“Black Victorians” by Kesha N. Abraham and John Woolf is fantastic and I can’t recommend it highly enough if you are looking for insight into the Victorian age written in an easy-to-read and compelling manner!

It is broken into five parts each with a different focus. Using individuals’ stories to change perceptions of this period of time, the writers connect one with real people building empathy and understanding. Considering the immense challenges faced by each, one can’t help but admire all of the people recognised but though this highlights a few, my takeaway is there are far far more who are unnamed and need to be remembered when we use the term “Victorian”.

Being a staunch supporter of female rights, the chapters focusing on women are my favourite! Pushing back against racism and sexism in an era when neither were seen as they are today is impressive and inspiring.

If you are looking for a challenging, enlightening, and enjoyable read, this is one for you! It’s a five out of five on the enJOYment scale!

From the back cover:

A landmark work of revisionist history exploring and celebrating the lives of Black Victorians.

:: EXERCISE DATA ::
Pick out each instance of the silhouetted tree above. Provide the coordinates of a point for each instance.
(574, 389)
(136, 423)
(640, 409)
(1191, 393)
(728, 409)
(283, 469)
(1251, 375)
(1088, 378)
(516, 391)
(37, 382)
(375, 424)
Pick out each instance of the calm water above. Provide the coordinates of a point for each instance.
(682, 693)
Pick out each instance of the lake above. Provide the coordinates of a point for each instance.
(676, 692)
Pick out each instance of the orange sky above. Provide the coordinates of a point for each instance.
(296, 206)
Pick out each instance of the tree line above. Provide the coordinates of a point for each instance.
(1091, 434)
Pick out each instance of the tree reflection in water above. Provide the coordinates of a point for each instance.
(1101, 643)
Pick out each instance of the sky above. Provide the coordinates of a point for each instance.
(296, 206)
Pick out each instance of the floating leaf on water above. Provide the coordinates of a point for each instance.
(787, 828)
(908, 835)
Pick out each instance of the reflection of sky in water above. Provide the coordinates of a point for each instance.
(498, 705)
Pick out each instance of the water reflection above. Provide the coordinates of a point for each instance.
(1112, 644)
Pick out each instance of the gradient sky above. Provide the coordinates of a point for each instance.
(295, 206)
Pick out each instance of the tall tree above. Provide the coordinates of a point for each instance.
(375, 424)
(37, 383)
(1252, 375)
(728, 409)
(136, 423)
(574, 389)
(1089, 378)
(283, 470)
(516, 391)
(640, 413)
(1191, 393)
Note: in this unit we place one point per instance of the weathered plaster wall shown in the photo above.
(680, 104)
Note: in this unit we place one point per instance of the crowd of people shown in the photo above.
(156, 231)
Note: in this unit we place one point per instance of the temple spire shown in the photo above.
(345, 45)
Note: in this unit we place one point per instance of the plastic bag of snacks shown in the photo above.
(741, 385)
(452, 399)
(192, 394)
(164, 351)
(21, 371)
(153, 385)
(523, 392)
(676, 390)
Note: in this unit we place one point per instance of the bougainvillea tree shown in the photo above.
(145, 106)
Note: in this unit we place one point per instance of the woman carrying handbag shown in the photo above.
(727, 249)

:: ACTIVITIES ::
A. In the review of "Black Victorians," why are the chapters focusing on women the reviewer's favorite? Answer in one to three sentences.
B. Continue the review of "Black Victorians" from its last line, the first sentence of the back-cover text.

:: RESPONSES FOR EACH TASK ::
A. The reviewer is a staunch supporter of female rights. The reviewer also finds it impressive and inspiring that these women pushed back against racism and sexism in an era when neither was seen as it is today.

B.
Our vision of Victorian Britain tends to the monolithic – white, imperialist, prurient, patrician. However, though until very recently overlooked in our textbooks, there was another, more diverse Britain, populated by people of colour marking achievements both ordinary and extraordinary.

In this deeply researched, dynamic and revelatory history, Woolf and Abraham reach back into the archives to recentre our attention on marginalised Black Victorians, from leading medic George Rice to protestor William Cuffay to attention-grabbing abolitionists Henry ‘Box’ Brown and Sarah Parker Remond; from pre-Raphaelite muse Fanny Eaton to composer Samuel Coleridge Taylor. 

Black Victorians shows how Black lives were visible, present and influential – not temporary presences but established and rooted; and how paradox and ambivalence characterised the Victorian view of race.